PAGE TEXT →
Wednesday, January 27, 2021

Rock Castle Gorge, West Trail

soon as I see bear sign — words

on dirty white metal — I fear

meeting a black bear, me hiking

bravely forward, no, weeping at first

for half a mile I’m quaking inside

bear on the trail, paws tearing bark

from trees, snatching up pine cones

no, I’d scarcely be its chosen meal

a bear would be scared as I am

but a bear would be larger, stronger

& if the bear were it, my death

I would meet it, completely alive

 

Thursday, January 21, 2021

elsewhere

 from Eddie Glaube's Begin Again:

Elsewhere is that physical or metaphorical place that affords the space to breathe, to refuse adjustment and accommodation to the demands of society, and to live apart, if just for a time, from the deadly assumptions that threathen to smother.

not metaphoric but metamorphic

 

Wednesday, January 20, 2021

Snowbound

Saturday I drove from Meadows of Dan VA to Damascus VA where I shopped for groceries, thank heavens, & then drove on to my second rental, some twenty miles east of Damascus &, as it turns out, @ 3500 ft elevation. About halfway from Meadows of Dan snow began falling heavily. The two hour drive took three & a half hours. By the time I reached the rental’s private gravel road 6" had accumulated, & my car bogged down on the steep hill leading up to the cabin. I hadn't known it was a steep hill. Indeed, I had asked the owner whether access was easy. She assured me it was never a problem. Fortunately the road is wide enough that my car only blocked half its width.

My phone said no service, although that turned out later not to be true. With the car stuck on the hill I walked to the nearest house, where a shy & nearly speechless Vietnamese woman invited me to come in & use her phone. I called the owner, who said I'm not local, & I can't help you. I called the property manager who said yeah, I've had my car stuck in a ditch twice this week, I can’t help you. At that point, as the woman swept up snow falling from my boots, she said, "My husband is driving back from Bristol, he will help you."

So I went back to the car & transferred Bea from the crate to a fabric cat carrier & was preparing to walk up the hill to find the still unseen cabin when the husband arrived & agreed to offload my gear into his 4wd truck & drive it up to the cabin. While he warmed up the truck, I walked up the hill with Bea. A cabin was indeed there, at the top of a long hill that made me huff & puff. I managed to get the combination padlock open & pulled out the keys, unlocked the door, & shoved Bea inside where it was warm. It took two trips in the ancient truck (“I hope the brakes will work,” he said) to haul all my gear up & into the cabin. I offered but he wouldn't take any money. He not uncheerfully surmised that I wouldn't be able to get my car out until the snow melted. Turns out he's right, because the road is now packed ice from 4wd vehicles going back & forth, his included.

Tuesday morning one of my friends asked me if I had Triple A. Sure enough I do, although I’ve never used it. Brother John called them for me, & I discovered my phone worked when the tow truck driver called to say he was on the way. He arrived an hour later driving a truck cab pulling a flatbed large enough to hold a car. He turned onto the private road, looked at the plank & trestle bridge crossing the icy stream, & said he would not take his truck across it. He & his buddy "Bro" walked up with me to check out my car. Together with friendly neighbor we rocked & pushed it out of the drift, & the tow truck driver backed it a short distance down the hill & into a flat spot beside the road. Once the road melts, I can drive out.

WRITTEN REQUEST → Transcribe the passage from the blog posts above that starts at the words "Saturday I drove" and stops after the words "half its width.".

DATA SEGMENT →
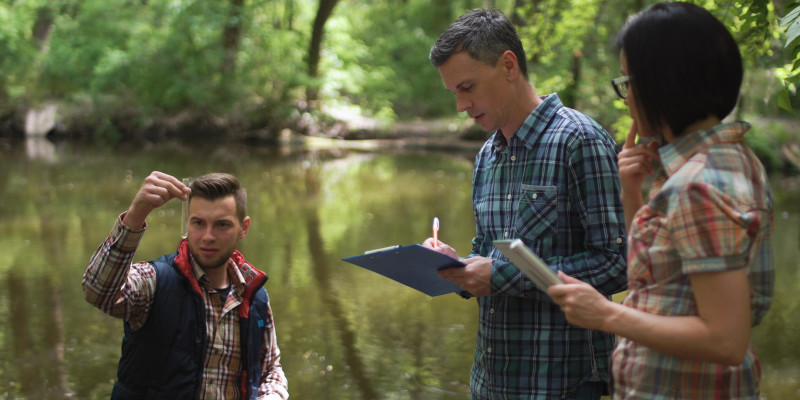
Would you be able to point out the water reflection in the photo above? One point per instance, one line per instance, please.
(345, 332)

WORKED SOLUTION →
Saturday I drove from Meadows of Dan VA to Damascus VA where I shopped for groceries, thank heavens, & then drove on to my second rental, some twenty miles east of Damascus &, as it turns out, @ 3500 ft elevation. About halfway from Meadows of Dan snow began falling heavily. The two hour drive took three & a half hours. By the time I reached the rental’s private gravel road 6" had accumulated, & my car bogged down on the steep hill leading up to the cabin. I hadn't known it was a steep hill. Indeed, I had asked the owner whether access was easy. She assured me it was never a problem. Fortunately the road is wide enough that my car only blocked half its width.